• _RECORDED DATA_
################

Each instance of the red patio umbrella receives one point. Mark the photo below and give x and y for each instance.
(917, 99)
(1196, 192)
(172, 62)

################

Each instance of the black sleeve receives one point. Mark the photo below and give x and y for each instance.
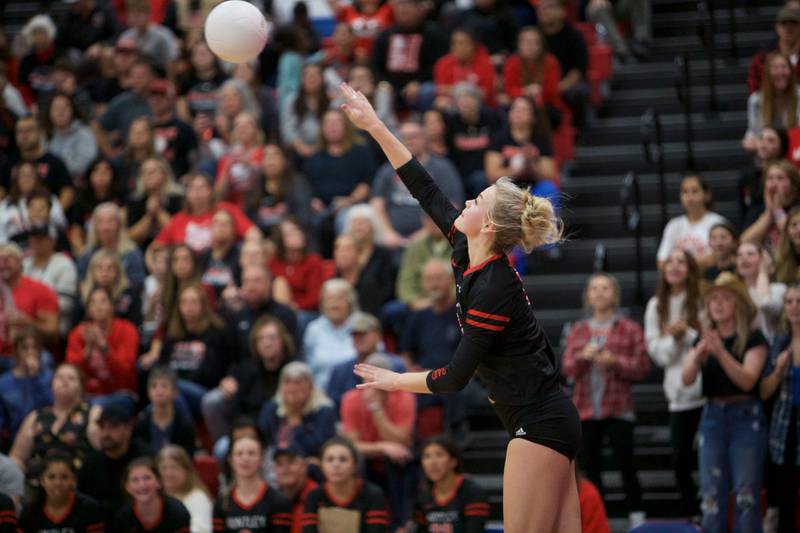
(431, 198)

################

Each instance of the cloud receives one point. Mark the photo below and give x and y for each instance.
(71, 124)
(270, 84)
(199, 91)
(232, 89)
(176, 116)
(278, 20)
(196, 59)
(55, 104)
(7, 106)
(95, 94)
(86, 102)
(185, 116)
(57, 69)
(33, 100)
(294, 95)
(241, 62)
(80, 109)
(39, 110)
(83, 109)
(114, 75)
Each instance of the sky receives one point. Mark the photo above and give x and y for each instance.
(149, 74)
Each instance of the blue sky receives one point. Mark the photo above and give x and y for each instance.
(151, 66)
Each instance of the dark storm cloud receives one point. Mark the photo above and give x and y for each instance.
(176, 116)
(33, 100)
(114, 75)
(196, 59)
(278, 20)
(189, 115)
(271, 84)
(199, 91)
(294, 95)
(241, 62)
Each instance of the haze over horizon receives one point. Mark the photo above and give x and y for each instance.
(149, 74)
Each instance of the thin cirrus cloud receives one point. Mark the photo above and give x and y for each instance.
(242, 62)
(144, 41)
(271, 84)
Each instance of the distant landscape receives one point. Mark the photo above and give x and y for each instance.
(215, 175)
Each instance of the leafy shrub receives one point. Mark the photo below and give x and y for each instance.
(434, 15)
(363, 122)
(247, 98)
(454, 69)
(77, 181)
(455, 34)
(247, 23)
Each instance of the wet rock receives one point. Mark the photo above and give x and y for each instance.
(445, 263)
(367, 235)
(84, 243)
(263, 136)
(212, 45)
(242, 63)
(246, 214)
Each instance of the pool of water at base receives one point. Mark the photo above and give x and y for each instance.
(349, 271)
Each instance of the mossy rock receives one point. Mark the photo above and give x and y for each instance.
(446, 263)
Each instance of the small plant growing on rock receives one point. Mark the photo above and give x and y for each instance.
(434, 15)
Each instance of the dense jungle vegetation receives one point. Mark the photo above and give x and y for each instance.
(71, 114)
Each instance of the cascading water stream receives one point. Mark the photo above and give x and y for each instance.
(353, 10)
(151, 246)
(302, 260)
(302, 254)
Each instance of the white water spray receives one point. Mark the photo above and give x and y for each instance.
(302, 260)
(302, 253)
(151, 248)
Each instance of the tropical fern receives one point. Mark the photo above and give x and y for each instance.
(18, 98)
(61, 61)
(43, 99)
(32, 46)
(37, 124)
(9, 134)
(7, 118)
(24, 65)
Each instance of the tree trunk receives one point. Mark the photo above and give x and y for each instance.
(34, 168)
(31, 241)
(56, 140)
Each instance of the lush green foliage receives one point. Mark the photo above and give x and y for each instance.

################

• _ABOUT THIS EXERCISE_
Output the material above exactly, but only from the line that carries "Each instance of the white" through the line that carries "Each instance of the lush".

• _ANSWER TO THE EXERCISE_
Each instance of the white water spray receives one point. Mark the photo above and give x and y for each instance.
(302, 260)
(302, 253)
(151, 248)
Each instance of the tropical fern receives one point. Mark the photo above and give x and y for each instance.
(18, 98)
(61, 61)
(43, 99)
(32, 46)
(37, 124)
(9, 134)
(7, 118)
(24, 65)
Each instance of the tree trunk receives one point. Mark the photo above and give x and y for each instance.
(34, 168)
(31, 241)
(56, 140)
Each instance of the lush green foliage receives one point. Mark the photo above and give x and y for each instance.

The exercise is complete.